**What this task involves:** Pull out every line in the entries below that contains the word "blurred", matching case exactly.

**Material provided:**
= = = = =

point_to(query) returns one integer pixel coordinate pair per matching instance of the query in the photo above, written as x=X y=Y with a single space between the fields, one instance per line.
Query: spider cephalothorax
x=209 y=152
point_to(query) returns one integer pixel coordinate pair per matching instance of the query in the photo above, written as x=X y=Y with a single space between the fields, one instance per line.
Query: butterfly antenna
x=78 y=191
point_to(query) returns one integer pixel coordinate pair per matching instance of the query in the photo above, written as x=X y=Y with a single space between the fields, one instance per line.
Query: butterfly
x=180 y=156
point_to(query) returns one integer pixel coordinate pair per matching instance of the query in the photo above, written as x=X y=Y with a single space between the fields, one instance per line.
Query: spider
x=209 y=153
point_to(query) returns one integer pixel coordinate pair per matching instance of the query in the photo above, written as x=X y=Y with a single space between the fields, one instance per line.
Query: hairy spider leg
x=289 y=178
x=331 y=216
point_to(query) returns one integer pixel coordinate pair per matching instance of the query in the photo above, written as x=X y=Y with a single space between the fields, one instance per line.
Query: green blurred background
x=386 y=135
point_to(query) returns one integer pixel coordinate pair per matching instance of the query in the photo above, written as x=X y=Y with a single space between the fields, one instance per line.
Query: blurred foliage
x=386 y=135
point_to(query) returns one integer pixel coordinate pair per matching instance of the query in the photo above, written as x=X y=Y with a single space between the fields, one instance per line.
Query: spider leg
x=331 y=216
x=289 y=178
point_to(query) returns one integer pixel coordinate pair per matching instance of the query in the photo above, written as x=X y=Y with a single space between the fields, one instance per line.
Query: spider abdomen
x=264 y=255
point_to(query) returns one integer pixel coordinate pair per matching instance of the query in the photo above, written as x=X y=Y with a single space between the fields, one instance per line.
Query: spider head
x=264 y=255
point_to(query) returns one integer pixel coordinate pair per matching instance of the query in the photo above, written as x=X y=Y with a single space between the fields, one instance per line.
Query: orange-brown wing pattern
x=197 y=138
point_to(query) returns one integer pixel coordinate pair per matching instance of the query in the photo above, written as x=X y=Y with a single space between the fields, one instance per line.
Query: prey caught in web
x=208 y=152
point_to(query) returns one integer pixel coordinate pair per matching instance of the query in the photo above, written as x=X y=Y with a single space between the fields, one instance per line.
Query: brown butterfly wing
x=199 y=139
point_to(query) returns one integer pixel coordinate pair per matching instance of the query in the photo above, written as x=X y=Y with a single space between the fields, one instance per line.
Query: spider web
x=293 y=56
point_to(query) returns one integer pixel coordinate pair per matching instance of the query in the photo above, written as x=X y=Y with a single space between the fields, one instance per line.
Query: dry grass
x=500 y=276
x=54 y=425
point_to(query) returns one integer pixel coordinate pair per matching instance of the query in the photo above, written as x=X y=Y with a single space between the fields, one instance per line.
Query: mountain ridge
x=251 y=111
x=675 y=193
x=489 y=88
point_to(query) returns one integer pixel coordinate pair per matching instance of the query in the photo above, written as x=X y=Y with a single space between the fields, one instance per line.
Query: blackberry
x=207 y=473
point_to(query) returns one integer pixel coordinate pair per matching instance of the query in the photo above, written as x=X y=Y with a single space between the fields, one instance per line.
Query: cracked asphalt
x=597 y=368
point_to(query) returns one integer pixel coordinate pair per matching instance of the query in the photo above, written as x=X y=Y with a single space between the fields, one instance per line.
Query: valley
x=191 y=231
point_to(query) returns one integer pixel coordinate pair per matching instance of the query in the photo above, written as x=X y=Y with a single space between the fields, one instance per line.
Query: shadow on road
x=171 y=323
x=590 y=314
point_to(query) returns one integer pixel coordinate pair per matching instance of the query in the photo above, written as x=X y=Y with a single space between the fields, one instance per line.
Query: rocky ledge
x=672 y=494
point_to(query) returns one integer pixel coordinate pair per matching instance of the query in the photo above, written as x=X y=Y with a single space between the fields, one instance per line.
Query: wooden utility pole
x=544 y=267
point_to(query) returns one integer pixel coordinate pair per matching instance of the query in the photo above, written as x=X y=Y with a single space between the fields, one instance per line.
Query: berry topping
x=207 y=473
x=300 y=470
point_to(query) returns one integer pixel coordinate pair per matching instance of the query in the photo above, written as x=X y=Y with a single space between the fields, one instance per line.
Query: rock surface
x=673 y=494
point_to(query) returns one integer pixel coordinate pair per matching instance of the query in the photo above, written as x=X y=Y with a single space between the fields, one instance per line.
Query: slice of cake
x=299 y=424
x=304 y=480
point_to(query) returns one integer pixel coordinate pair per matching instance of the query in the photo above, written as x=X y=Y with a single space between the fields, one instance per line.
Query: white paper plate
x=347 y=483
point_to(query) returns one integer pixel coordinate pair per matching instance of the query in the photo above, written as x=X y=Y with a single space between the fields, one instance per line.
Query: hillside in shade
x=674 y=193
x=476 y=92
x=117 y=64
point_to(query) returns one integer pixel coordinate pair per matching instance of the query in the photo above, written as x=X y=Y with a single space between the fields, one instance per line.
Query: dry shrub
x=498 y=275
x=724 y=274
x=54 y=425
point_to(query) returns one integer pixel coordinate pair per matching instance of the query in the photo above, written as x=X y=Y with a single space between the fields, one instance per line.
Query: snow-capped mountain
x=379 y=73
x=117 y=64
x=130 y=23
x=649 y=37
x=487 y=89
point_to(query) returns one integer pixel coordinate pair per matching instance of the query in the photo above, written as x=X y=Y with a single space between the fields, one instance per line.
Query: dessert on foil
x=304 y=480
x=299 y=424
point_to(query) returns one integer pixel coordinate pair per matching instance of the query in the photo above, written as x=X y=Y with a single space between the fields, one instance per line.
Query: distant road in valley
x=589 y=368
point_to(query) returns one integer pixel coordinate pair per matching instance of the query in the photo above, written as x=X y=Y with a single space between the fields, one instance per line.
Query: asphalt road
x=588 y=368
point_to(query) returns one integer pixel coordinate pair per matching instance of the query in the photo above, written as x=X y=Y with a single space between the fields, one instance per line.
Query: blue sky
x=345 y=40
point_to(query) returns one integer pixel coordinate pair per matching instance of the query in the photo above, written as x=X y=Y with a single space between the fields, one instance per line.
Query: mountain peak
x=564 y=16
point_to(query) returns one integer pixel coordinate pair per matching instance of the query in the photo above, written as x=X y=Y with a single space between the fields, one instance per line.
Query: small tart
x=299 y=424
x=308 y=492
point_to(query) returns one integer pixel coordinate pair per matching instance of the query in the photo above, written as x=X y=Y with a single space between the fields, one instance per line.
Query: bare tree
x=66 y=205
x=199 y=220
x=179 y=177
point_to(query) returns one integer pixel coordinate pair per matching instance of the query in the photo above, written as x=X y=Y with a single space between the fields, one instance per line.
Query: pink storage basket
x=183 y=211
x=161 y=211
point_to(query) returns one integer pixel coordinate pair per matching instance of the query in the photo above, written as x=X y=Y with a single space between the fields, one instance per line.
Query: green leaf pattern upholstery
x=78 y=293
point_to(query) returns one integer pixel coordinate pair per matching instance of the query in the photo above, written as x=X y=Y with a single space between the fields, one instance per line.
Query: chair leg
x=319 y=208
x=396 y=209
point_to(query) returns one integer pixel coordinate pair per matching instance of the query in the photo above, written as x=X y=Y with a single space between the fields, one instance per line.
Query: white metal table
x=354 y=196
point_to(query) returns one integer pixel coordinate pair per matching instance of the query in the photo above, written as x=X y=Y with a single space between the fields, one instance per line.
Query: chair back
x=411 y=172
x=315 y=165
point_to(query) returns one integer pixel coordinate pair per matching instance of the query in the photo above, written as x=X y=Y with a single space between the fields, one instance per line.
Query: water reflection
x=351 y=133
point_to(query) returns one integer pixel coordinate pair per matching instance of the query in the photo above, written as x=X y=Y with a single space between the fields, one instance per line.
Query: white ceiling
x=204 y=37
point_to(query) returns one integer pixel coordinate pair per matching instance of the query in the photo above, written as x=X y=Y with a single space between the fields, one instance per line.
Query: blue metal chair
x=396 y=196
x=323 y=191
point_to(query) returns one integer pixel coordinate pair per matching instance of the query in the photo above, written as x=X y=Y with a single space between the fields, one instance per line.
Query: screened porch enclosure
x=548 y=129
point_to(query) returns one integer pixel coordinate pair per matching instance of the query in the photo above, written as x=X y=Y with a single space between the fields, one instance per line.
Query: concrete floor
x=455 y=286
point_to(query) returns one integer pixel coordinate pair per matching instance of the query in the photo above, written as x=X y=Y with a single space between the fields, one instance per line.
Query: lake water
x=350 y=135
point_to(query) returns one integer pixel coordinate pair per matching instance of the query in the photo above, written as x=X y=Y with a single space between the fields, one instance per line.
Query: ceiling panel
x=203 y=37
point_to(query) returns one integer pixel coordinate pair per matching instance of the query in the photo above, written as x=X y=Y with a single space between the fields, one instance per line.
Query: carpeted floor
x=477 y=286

= = = = =

**Finished exercise:**
Query: green blurred background
Query: blurred foliage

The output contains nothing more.